━━━━━ TEXTO DA PÁGINA ━━━━━

Este texto de Ruy Mauro Marini, intitulado “Tiradentes ontem e hoje”, é um dos melhores textos já escritos sobre o alferes de Minas e o início da revolução de libertação do Brasil. Ele foi elaborado em maio de 1968, durante o exílio de Marini no Chile. O artigo, traduzido por nós, é inédito no Brasil e foi publicado por El Día, Testimonios y Documentos, do México. A seriedade e a profundidade com que o autor descreve os acontecimentos do final do século XVIII no Brasil coloca a análise num patamar substancialmente mais elevado do que a maioria das outras feitas sobre o mesmo tema.
Ao analisar as causas do movimento, Marini, um dos grandes personagens da intelectualidade brasileira, vai na essência dos fatos. Começa pela base econômica criada pelo ciclo do ouro. Destaca que a atividade mineradora gera, por suas características mais flexíveis e dinâmicas – se comparada à economia açucareira – um vigoroso mercado interno. Surge então, a partir da mineração, uma integração com outras estruturas produtivas do país até então isoladas. Todo esse processo propicia o surgimento, bem no coração do país, segundo o autor, de “um sentimento de nacionalidade” e da aspiração pela liberdade e a justiça.

━━━━━

• **O QUE FAZER**
Segundo o texto sobre Tiradentes, em que mês e ano Marini escreveu o artigo? A listagem não tem relação com o texto sobre Tiradentes.

━━━━━ MATERIAL EXTRAÍDO ━━━━━

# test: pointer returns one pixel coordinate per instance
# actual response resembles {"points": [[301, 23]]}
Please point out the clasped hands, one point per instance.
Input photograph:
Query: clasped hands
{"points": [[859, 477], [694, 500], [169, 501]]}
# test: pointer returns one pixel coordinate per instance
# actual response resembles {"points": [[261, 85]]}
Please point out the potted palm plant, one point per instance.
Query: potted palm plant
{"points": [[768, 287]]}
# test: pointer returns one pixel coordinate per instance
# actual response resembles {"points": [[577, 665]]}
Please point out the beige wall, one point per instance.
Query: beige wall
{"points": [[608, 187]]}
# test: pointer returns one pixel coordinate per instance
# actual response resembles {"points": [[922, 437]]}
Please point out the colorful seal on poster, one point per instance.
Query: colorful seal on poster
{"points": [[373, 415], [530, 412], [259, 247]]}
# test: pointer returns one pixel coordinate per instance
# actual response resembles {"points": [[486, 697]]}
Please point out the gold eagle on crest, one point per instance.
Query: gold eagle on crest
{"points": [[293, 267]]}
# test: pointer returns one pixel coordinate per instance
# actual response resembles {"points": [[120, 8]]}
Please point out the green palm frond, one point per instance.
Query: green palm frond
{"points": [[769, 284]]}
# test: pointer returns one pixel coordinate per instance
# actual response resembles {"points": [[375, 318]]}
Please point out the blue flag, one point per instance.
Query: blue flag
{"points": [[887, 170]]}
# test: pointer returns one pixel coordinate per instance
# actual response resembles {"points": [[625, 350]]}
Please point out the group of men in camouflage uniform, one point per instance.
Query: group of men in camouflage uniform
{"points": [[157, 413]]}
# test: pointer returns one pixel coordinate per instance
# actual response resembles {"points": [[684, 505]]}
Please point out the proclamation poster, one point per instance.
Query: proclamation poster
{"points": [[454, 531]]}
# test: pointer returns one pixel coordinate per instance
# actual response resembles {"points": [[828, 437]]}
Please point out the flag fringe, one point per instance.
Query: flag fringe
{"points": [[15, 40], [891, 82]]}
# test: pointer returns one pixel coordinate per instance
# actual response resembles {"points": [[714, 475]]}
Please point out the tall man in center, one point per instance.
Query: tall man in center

━━━━━

• **RESPOSTA ESPERADA**
Em maio de 1968.